WHAT YOU NEED TO DO —
Your response should consist of the data that follows, repeated in full without alteration.

[Stored items]

_ _ _ _ _ _ _

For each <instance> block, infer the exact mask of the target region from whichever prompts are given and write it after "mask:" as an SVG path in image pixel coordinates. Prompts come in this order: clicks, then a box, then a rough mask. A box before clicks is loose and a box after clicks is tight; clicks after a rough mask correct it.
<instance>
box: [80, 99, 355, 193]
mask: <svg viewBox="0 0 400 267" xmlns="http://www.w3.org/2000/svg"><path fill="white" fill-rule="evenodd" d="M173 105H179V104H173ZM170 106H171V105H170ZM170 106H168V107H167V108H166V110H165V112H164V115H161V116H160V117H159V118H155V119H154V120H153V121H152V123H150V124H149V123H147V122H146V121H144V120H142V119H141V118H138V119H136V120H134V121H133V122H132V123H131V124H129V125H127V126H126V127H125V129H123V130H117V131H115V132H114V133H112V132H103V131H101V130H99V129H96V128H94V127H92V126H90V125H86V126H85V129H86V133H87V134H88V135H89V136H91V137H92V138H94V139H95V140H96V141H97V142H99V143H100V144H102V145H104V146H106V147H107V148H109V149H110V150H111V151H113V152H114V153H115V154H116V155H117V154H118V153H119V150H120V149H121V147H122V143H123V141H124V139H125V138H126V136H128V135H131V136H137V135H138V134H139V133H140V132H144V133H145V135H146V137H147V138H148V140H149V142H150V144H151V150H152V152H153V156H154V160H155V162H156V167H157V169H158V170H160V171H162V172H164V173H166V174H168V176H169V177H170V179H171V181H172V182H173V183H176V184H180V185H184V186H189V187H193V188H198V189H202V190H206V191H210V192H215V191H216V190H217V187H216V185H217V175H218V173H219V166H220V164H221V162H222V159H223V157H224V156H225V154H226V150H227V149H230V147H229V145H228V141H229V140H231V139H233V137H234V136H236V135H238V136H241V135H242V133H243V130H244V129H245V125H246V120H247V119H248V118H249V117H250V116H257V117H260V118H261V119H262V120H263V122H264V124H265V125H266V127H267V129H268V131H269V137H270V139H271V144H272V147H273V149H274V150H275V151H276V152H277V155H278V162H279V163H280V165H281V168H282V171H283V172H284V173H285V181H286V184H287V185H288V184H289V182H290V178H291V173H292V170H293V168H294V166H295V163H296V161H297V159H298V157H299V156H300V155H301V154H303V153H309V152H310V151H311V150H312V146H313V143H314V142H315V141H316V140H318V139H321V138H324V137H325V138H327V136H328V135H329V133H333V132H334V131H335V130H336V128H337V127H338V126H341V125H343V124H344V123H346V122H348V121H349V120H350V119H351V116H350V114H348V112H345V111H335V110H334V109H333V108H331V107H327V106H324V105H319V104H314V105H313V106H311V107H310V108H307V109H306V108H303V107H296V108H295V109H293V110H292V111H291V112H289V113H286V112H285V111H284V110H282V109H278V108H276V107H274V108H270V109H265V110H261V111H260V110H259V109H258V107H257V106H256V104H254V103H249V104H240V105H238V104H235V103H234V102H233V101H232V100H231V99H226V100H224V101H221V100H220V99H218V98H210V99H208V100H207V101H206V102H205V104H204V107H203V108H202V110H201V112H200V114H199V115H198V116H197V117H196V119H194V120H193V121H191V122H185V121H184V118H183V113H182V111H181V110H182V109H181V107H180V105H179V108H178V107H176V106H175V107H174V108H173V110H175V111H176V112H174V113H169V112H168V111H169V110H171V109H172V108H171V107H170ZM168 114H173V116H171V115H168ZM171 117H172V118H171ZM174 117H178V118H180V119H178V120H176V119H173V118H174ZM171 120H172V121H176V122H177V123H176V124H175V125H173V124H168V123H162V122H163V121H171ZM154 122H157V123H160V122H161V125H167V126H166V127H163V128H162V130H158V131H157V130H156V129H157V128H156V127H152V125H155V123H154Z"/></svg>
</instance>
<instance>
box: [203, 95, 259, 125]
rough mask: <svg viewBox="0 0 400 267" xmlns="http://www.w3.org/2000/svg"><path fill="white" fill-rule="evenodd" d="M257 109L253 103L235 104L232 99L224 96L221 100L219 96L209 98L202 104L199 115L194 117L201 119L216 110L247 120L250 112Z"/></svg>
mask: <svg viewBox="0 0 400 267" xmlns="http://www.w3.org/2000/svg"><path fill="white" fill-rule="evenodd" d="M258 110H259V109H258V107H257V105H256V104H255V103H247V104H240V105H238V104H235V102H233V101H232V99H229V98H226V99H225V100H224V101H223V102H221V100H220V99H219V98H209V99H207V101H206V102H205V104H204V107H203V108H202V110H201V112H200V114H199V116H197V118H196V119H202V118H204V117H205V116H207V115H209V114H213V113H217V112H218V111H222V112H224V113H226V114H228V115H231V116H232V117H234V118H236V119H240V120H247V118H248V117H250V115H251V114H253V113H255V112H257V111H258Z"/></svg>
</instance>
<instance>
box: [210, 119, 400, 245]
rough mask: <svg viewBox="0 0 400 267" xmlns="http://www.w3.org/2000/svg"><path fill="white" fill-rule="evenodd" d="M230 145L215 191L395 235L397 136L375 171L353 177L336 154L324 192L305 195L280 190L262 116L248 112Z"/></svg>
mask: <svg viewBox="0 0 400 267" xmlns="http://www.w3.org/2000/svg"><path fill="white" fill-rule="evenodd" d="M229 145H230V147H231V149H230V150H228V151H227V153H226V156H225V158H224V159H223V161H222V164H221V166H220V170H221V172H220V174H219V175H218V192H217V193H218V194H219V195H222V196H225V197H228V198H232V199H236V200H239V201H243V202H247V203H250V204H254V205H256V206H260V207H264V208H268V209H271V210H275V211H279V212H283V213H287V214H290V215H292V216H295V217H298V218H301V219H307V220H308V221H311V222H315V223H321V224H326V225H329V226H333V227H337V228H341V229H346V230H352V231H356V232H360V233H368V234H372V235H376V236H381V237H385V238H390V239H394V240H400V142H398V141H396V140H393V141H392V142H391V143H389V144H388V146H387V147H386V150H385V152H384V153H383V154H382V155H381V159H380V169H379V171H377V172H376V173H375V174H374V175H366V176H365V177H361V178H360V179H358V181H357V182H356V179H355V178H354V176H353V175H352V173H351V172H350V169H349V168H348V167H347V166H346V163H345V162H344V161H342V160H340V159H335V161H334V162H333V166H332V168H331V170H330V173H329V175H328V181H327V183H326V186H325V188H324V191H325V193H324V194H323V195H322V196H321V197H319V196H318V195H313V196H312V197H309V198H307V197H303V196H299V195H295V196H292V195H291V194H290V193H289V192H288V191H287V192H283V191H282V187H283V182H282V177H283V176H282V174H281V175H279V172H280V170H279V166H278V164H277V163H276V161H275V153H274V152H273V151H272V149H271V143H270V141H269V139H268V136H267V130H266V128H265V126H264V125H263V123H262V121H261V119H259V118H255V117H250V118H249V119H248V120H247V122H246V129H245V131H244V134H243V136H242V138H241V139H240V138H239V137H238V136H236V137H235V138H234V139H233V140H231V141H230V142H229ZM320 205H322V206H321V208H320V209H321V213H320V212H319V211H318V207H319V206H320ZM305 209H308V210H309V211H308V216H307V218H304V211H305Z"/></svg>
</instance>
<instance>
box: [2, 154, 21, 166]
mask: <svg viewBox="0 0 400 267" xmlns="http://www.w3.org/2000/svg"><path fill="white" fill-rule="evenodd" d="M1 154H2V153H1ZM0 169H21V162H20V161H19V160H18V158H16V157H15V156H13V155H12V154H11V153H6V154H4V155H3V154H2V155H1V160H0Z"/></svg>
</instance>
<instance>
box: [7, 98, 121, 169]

_ _ _ _ _ _ _

ANSWER BOX —
For each <instance> block, infer the exact mask of the target region from whichever prompts are given and write it after "mask:" as an SVG path in image pixel coordinates. Prompts come in this order: clicks, then a box, then a rough mask. A box before clicks is loose and a box after clicks is tight; clicks after a rough mask correct it.
<instance>
box: [80, 99, 355, 193]
mask: <svg viewBox="0 0 400 267" xmlns="http://www.w3.org/2000/svg"><path fill="white" fill-rule="evenodd" d="M173 105H179V104H173ZM170 106H171V105H170ZM170 106H168V107H167V108H166V110H165V112H164V115H161V116H160V117H159V118H155V119H154V120H153V121H152V123H150V124H149V123H147V122H146V121H144V120H142V119H141V118H138V119H136V120H134V121H133V122H132V123H131V124H129V125H127V126H126V127H125V129H123V130H117V131H115V132H114V133H112V132H103V131H101V130H99V129H96V128H94V127H92V126H90V125H86V126H85V129H86V133H87V134H88V135H89V136H91V137H92V138H94V139H95V140H96V141H97V142H99V143H100V144H102V145H104V146H106V147H107V148H109V149H110V150H111V151H113V152H114V153H115V154H116V155H117V154H118V153H119V150H120V149H121V147H122V143H123V141H124V139H125V138H126V136H128V135H131V136H137V135H138V134H139V133H140V132H144V133H145V135H146V137H147V138H148V140H149V142H150V144H151V150H152V152H153V156H154V160H155V162H156V167H157V169H158V170H160V171H162V172H164V173H166V174H168V176H169V177H170V179H171V181H172V182H173V183H176V184H180V185H184V186H189V187H193V188H198V189H202V190H206V191H210V192H215V191H216V190H217V187H216V185H217V175H218V173H219V166H220V164H221V162H222V159H223V157H224V156H225V154H226V150H227V149H230V147H229V145H228V141H229V140H231V139H233V137H234V136H236V135H238V136H241V135H242V133H243V130H244V129H245V125H246V120H247V119H248V118H249V117H250V116H257V117H260V118H261V119H262V120H263V122H264V124H265V125H266V127H267V129H268V131H269V137H270V139H271V144H272V147H273V149H274V150H275V151H276V152H277V155H278V162H279V163H280V165H281V168H282V171H283V172H284V173H285V181H286V184H287V185H288V184H289V182H290V178H291V173H292V170H293V168H294V166H295V163H296V161H297V159H298V157H299V156H300V155H301V154H303V153H309V152H310V151H311V150H312V146H313V143H314V142H315V141H316V140H318V139H321V138H324V137H325V138H327V136H328V135H329V133H333V132H334V131H335V130H336V128H337V127H338V126H341V125H343V124H344V123H346V122H348V121H349V120H350V119H351V116H350V114H348V112H345V111H335V110H334V109H333V108H331V107H327V106H324V105H319V104H314V105H313V106H311V107H310V108H307V109H306V108H303V107H296V108H295V109H293V110H292V111H291V112H289V113H286V112H285V111H284V110H282V109H278V108H276V107H274V108H270V109H265V110H261V111H260V110H259V109H258V107H257V106H256V104H254V103H249V104H240V105H238V104H235V103H234V102H233V101H232V100H231V99H226V100H224V101H221V100H220V99H218V98H210V99H208V100H207V101H206V102H205V104H204V107H203V108H202V110H201V112H200V114H199V115H198V116H197V117H196V119H194V120H193V121H191V122H185V121H184V118H183V113H182V111H181V110H182V109H181V107H180V105H179V108H178V107H176V106H175V107H174V108H173V110H175V111H176V112H174V113H169V112H168V111H169V110H171V109H172V108H171V107H170ZM168 114H173V116H171V115H168ZM171 117H172V118H171ZM174 117H178V118H180V119H178V120H176V119H173V118H174ZM171 120H172V121H176V122H177V123H176V124H175V125H173V124H168V123H162V122H163V121H171ZM154 122H157V123H160V122H161V125H167V126H166V127H163V128H162V130H158V131H157V130H156V129H157V128H156V127H152V125H155V123H154Z"/></svg>
</instance>
<instance>
box: [203, 95, 259, 125]
rough mask: <svg viewBox="0 0 400 267" xmlns="http://www.w3.org/2000/svg"><path fill="white" fill-rule="evenodd" d="M257 109L253 103L235 104L232 99L224 96L221 100L219 96L209 98L202 104L199 115L194 117L201 119L216 110L247 120L250 112Z"/></svg>
mask: <svg viewBox="0 0 400 267" xmlns="http://www.w3.org/2000/svg"><path fill="white" fill-rule="evenodd" d="M258 110H259V109H258V107H257V105H256V104H255V103H247V104H240V105H238V104H235V102H233V101H232V99H229V98H226V99H225V100H224V101H223V102H221V100H220V99H219V98H209V99H207V101H206V102H205V104H204V107H203V108H202V110H201V112H200V114H199V116H197V118H196V119H202V118H204V117H205V116H207V115H209V114H213V113H217V112H218V111H222V112H224V113H226V114H228V115H231V116H232V117H234V118H236V119H240V120H247V118H248V117H250V115H251V114H253V113H255V112H257V111H258Z"/></svg>
</instance>
<instance>
box: [210, 119, 400, 245]
rough mask: <svg viewBox="0 0 400 267" xmlns="http://www.w3.org/2000/svg"><path fill="white" fill-rule="evenodd" d="M230 145L215 191L395 235L397 136L375 171L353 177L336 154L324 192L305 195L280 190L262 116L248 112Z"/></svg>
mask: <svg viewBox="0 0 400 267" xmlns="http://www.w3.org/2000/svg"><path fill="white" fill-rule="evenodd" d="M229 145H230V147H231V149H230V150H228V151H227V153H226V156H225V158H224V159H223V161H222V164H221V166H220V170H221V172H220V174H219V175H218V192H217V193H218V194H219V195H222V196H225V197H228V198H232V199H236V200H239V201H243V202H247V203H250V204H254V205H256V206H260V207H264V208H268V209H271V210H275V211H279V212H283V213H287V214H290V215H292V216H295V217H298V218H301V219H307V220H308V221H311V222H315V223H321V224H326V225H329V226H333V227H337V228H341V229H346V230H352V231H356V232H360V233H368V234H372V235H376V236H381V237H385V238H390V239H394V240H400V142H398V141H396V140H393V141H392V142H391V143H389V144H388V146H387V147H386V150H385V152H384V153H383V154H382V155H381V159H380V169H379V171H377V172H376V173H375V174H374V175H366V176H365V177H361V178H360V179H358V181H357V182H356V179H355V178H354V176H353V175H352V173H351V172H350V169H349V168H348V167H347V166H346V163H345V162H344V161H342V160H340V159H335V161H334V162H333V166H332V168H331V170H330V173H329V175H328V181H327V183H326V186H325V188H324V191H325V193H324V194H323V195H322V196H321V197H319V196H318V195H313V196H312V197H309V198H307V197H303V196H299V195H295V196H292V195H291V194H290V193H289V192H288V191H287V192H283V191H282V187H283V182H282V177H283V176H282V174H281V175H279V172H280V170H279V166H278V164H277V163H276V161H275V153H274V152H273V151H272V149H271V143H270V141H269V139H268V136H267V130H266V128H265V126H264V125H263V123H262V121H261V119H259V118H255V117H250V118H249V119H248V120H247V122H246V129H245V131H244V134H243V136H242V138H241V139H240V138H239V137H238V136H236V137H235V138H234V139H233V140H231V141H230V142H229ZM320 205H322V206H321V208H320V209H321V213H320V212H319V211H318V207H319V206H320ZM305 209H308V210H309V211H308V216H307V218H304V211H305Z"/></svg>
</instance>
<instance>
box: [2, 154, 21, 166]
mask: <svg viewBox="0 0 400 267" xmlns="http://www.w3.org/2000/svg"><path fill="white" fill-rule="evenodd" d="M1 154H2V153H1ZM0 169H21V162H20V161H19V160H18V158H16V157H15V156H13V155H12V154H11V153H6V154H4V155H3V154H2V155H1V160H0Z"/></svg>
</instance>
<instance>
box: [7, 98, 121, 169]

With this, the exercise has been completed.